* [PAGE]:
When Mount Vesuvius erupted in A.D. 79, fiery avalanches of ash and pumice assaulted Pompeii, displacing some 15,000 inhabitants and killing at least 1,500 more. Volcanic debris “poured across the land,” wrote the Roman lawyer Pliny the Younger, and blanketed the town in a darkness “like the black of closed and unlighted rooms.” Within two days Pompeii had vanished, leaving little more than a legend until 1748, when the chance discovery of a water line prompted the first deliberate excavation.
In his late-18th-century travelogue “Italian Journey,” Goethe observed that no calamity in history had given greater entertainment to posterity than the eruption that had buried Pompeii. For scholars and armchair archaeologists, that entertainment has involved wrangling over pretty much every facet of the disaster. They still can’t agree on the day Vesuvius blew its top, the height of the umbrella-shaped cloud or the length and the aggression of the blasts. Two new research projects add kindling to those embers.
A report published by the Archaeological Park of Pompeii resurrected the once widely accepted belief that the cataclysm began to unfold on Aug. 24, the date put forward by Pliny, who was 17 when he witnessed the event from a villa across the Bay of Naples. His letters to the historian Tacitus, written more than 25 years after the fact, are the only surviving firsthand account and the only documents that offer a precise date.
We no longer have the original letters, only translations and transcriptions of copies, the first of which was made in the fifth century A.D. “Many manuscripts of Pliny’s letters came down to us with differing dates,” said the classicist Daisy Dunn. Her 2019 biography of Pliny, “The Shadow of Vesuvius,” is the definitive guide to him and his uncle, the naturalist Pliny the Elder, who died during the eruption. “Aug. 24 was chosen as the most secure on textual grounds,” Dr. Dunn said.
In sticking by Pliny, the park walked back some of the recent enthusiasm for Oct. 24 as a possible start date for the eruption, a theory that had been fueled by the 2018 discovery of a scrap of graffiti on a wall of the site’s freshly excavated House of the Garden. The charcoal scrawl records a date that translates to Oct. 17 in the modern calendar, suggesting that the eruption might have occurred after this time. The find, which did not specify a year, seemed to corroborate other unearthed clues that pointed to cooler weather than is typical in August: remnants of unripe autumnal fruits such as chestnuts and pomegranates; heavy wool clothing found on bodies; wine in sealed jars, indicating that the grape harvest was over; and wood-burning braziers in homes.
Massimo Osanna, general director of the park at the time of the discovery, was convinced that the graffiti was idly doodled a week before the explosion. “This spectacular find finally allows us to date, with confidence, the disaster,” he said. Dr. Dunn found it improbable that Pliny would have forgotten such a momentous date; still, she said, “in my view, the traditional date of Aug. 24 is just too early in the year to be accurate.”
The dating game
The park’s recent about-face from October to August relied in part on a forensic analysis of Pliny’s letters by Pedar Foss, a classicist at DePauw University in Indiana. For his 2022 book, “Pliny and the Eruption of Vesuvius,” Dr. Foss examined 79 early hand-copied manuscripts of the letters and mapped out how textural errors had been compounded. He concluded that a simple scribal mistake, made in the 1420s, of switching a “u” for an “n” had resulted in an incorrect eruption date of Nov. 1. The error appeared in the second print edition of Pliny’s letters, in 1474, and gave rise to further misreadings, misunderstandings and misuses.

* [DATA SECTION]:
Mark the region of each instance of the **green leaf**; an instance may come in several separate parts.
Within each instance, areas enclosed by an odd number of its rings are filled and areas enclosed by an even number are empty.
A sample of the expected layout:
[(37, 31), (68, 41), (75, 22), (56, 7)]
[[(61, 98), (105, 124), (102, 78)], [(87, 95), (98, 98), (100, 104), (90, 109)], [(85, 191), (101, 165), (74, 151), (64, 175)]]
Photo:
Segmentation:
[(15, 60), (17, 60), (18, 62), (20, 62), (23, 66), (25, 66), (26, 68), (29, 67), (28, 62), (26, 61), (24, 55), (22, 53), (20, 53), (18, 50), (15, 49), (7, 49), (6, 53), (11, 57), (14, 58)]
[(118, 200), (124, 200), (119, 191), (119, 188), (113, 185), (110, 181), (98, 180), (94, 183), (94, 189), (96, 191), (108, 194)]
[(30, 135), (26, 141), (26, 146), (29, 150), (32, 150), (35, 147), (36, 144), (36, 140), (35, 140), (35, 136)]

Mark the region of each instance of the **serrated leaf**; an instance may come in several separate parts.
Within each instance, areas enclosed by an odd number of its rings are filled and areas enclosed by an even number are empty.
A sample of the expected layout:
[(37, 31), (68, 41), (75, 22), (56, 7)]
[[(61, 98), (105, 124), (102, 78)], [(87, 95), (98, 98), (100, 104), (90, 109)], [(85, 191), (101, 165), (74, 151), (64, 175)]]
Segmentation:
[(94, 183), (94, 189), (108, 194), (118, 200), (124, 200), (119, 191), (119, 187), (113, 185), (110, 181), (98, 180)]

* [THINGS TO DO]:
a – In the passage on Pompeii's eruption, which clues pointing to cooler weather than is typical in August are listed?
b – Write the next part of the passage on Pompeii's eruption, picking up after its last sentence.
The rows aren't needed for this.

* [ANSWERS FOR THE TASKS]:
a –
- Remnants of unripe autumnal fruits such as chestnuts and pomegranates
- Heavy wool clothing found on bodies
- Wine in sealed jars, showing the grape harvest was over
- Wood-burning braziers in homes

b –
By the 20th century, seven different possibilities were in circulation — eight, counting Nov. 9, which Mark Twain casually proposed in “Innocents Abroad,” his 1869 travel narrative. “Those many options gave the appearance of doubt concerning what Pliny actually wrote but, upon examination, I was able to explain away each of the mistaken alternatives,” Dr. Foss said.
He also explained away each of the archaeological alternatives to Aug. 24, some of which he believes fail based on the evidence; some, on the basis of faulty reasoning. He argued that the pomegranate rinds were used for dyeing, not eating; that the Romans commonly used braziers for cooking, not just heating; that wool clothing was standard gear for Roman firefighters; and that Roman agricultural and storage practices allowed for the preservation of fruits beyond their natural harvest seasons.
As for the House of the Garden doodle, on Oct. 12, 2023, researchers commissioned by Dr. Osanna’s successor, Gabriel Zuchtriegel, left their own charcoal message on the same wall on which the graffito appeared. Ten months later — on Aug. 24, 2024 — the text was still perfectly legible. “The inscription could have been put on the wall during October of any number of previous years,” Dr. Foss said.
So much for dating the disaster with confidence.
Letting off steam
Claudio Scarpati, a volcanologist at the University of Naples Federico II, favors the traditional date. “In my mind, the eruption occurred in August, on a sunny day,” he said. Dr. Scarpati is the lead author of two recent studies of the catastrophe published in The Journal of the Geological Society. One offered an hour-by-hour reconstruction, extending the chronology from the previously estimated 19 hours to 32 hours. The other revealed a dynamic sequence with 17 distinct “pyroclastic density currents,” many of them previously undocumented.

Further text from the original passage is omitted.